Document passage:
..........

Illiberal Reformers
- Author: Thomas C. Leonard
- Language: English
- Subject: Economic History
- Published: 2016
- Publication place: United States
- Media type: Print
- Pages: 233
- ISBN: 978-0-691-16959-0

= Illiberal Reformers =

2016 book by Thomas C. Leonard

Illiberal Reformers: Race, Eugenics, and American Economics in the Progressive Era is a book written by Thomas C. Leonard and published in 2016 by the Princeton University press which reevaluates several leading figures of the progressive era of American economics, and points out that many of the progressives of the late 19th and early 20th century who created policies such as minimum wage and maximum-hours laws, workmen’s compensation, progressive income taxes and many others had beliefs rooted in Darwinism, racial science, and eugenics, revealing a dark underside to the economic reformers often considered by history to be the altruists in the story of American economic progression.

..........

Information given:
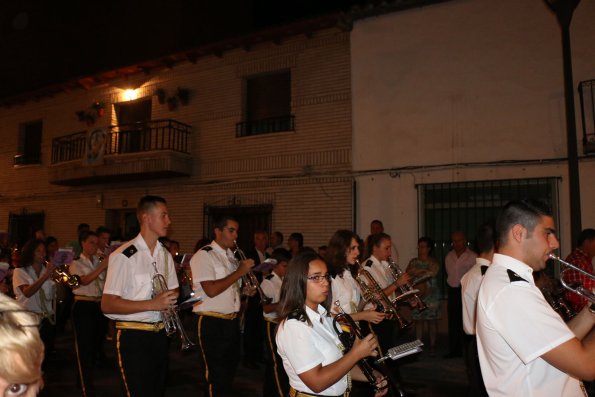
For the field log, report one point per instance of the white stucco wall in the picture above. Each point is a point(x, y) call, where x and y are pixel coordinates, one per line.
point(463, 82)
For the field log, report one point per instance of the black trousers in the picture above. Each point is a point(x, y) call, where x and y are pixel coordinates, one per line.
point(476, 386)
point(90, 326)
point(276, 382)
point(143, 361)
point(253, 342)
point(219, 348)
point(455, 321)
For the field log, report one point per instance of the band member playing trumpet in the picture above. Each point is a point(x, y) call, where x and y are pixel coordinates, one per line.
point(216, 275)
point(525, 348)
point(307, 343)
point(129, 299)
point(35, 290)
point(90, 324)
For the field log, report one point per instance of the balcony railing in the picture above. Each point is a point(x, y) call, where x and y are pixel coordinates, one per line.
point(126, 138)
point(266, 126)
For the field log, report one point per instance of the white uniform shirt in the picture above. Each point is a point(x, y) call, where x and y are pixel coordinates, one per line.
point(303, 347)
point(83, 266)
point(515, 326)
point(271, 286)
point(215, 263)
point(346, 291)
point(130, 275)
point(457, 266)
point(42, 300)
point(469, 289)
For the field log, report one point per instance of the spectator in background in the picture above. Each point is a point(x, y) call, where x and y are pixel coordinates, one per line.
point(295, 242)
point(21, 350)
point(457, 262)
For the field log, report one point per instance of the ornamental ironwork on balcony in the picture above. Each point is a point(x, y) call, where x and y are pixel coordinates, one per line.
point(153, 149)
point(587, 94)
point(266, 126)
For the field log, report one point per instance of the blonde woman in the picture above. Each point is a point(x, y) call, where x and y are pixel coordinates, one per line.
point(21, 350)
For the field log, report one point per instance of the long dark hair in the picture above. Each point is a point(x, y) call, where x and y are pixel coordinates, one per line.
point(292, 303)
point(336, 254)
point(28, 255)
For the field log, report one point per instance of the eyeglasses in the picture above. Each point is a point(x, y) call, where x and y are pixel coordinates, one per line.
point(318, 278)
point(33, 319)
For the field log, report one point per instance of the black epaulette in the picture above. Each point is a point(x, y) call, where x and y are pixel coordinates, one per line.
point(514, 277)
point(128, 252)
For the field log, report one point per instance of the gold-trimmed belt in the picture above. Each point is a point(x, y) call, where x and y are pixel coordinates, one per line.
point(295, 393)
point(87, 298)
point(229, 316)
point(136, 325)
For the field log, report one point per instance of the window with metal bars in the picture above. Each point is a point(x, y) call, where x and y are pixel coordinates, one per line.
point(464, 206)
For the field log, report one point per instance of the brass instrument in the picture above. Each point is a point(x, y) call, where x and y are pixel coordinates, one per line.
point(407, 288)
point(577, 288)
point(249, 279)
point(371, 292)
point(61, 275)
point(348, 338)
point(170, 317)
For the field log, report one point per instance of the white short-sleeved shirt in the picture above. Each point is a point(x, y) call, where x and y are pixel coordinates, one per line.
point(130, 275)
point(515, 327)
point(214, 263)
point(303, 347)
point(36, 302)
point(83, 266)
point(271, 286)
point(346, 291)
point(469, 289)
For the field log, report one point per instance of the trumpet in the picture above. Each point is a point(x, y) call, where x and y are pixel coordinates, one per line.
point(61, 275)
point(577, 288)
point(407, 289)
point(371, 292)
point(170, 317)
point(249, 279)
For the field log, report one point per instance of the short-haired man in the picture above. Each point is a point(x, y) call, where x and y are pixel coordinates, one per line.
point(582, 257)
point(525, 348)
point(457, 262)
point(216, 275)
point(469, 289)
point(129, 299)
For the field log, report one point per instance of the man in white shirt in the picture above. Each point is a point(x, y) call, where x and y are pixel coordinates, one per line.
point(470, 288)
point(525, 348)
point(217, 274)
point(457, 262)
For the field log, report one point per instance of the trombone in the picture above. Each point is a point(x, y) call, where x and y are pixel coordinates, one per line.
point(577, 288)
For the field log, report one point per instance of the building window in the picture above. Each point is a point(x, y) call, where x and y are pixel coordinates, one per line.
point(267, 105)
point(29, 150)
point(464, 206)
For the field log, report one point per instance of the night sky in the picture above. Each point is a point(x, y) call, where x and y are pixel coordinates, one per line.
point(49, 42)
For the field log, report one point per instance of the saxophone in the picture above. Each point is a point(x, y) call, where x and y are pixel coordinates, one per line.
point(371, 292)
point(407, 289)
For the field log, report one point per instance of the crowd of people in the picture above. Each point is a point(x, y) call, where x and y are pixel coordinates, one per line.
point(285, 307)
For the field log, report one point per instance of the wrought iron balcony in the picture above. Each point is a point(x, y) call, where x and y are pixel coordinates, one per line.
point(158, 148)
point(266, 126)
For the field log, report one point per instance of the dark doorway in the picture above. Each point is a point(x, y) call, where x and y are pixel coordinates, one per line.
point(134, 133)
point(21, 227)
point(250, 218)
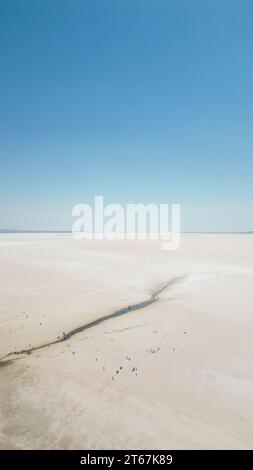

..........

Complete the following:
a - Please rewrite the Illiberal Reformers text, beginning at the words "Illiberal Reformers: Race, Eugenics, and" and stopping after "American economic progression.", with "altruists" renamed to "heroes".
b - Write what comes next in the Illiberal Reformers text, starting after its last sentence.

Exercise answers:
a -
Illiberal Reformers: Race, Eugenics, and American Economics in the Progressive Era is a book written by Thomas C. Leonard and published in 2016 by the Princeton University press which reevaluates several leading figures of the progressive era of American economics, and points out that many of the progressives of the late 19th and early 20th century who created policies such as minimum wage and maximum-hours laws, workmen’s compensation, progressive income taxes and many others had beliefs rooted in Darwinism, racial science, and eugenics, revealing a dark underside to the economic reformers often considered by history to be the heroes in the story of American economic progression.

b -
==Overview==

Illiberal Reformers begins with the history of the Gilded Age and the Progressive Era, discussing how the economy shifted from laissez-faire economics to what has come to be called progressivism. Progressivism, by Leonard's definition, is guided by the following core principles "First, modern government should be guided by science and not politics; and second an industrialized economy should be supervised, regulated, and investigated by the visible hand of a modern administrative state." Leonard details the three "act" process of the rise of progressive economics, beginning with higher education leading to the birth of economists, social scientist, as well as the new business of muckraking journalism. The second act in the rise of the progressives was the economic progressives convincing the American people and leaders that change was needed and that laissez-faire was neither economically nor socially justifiable. The final act in the rise of the progressives is that of the policy that came into place; this includes fixed minimum wage, mandatory public schooling, banning of child labor, maximum hours and many others.

The second part of Illiberal Reformers focuses on the untold part of the story of the rise of the progressives: the fact that the labor reform created by these progressives often sought to exclude immigrants, the disabled, women, and African American workers from the American workforce, which Leonard explains through several primary sources of the era.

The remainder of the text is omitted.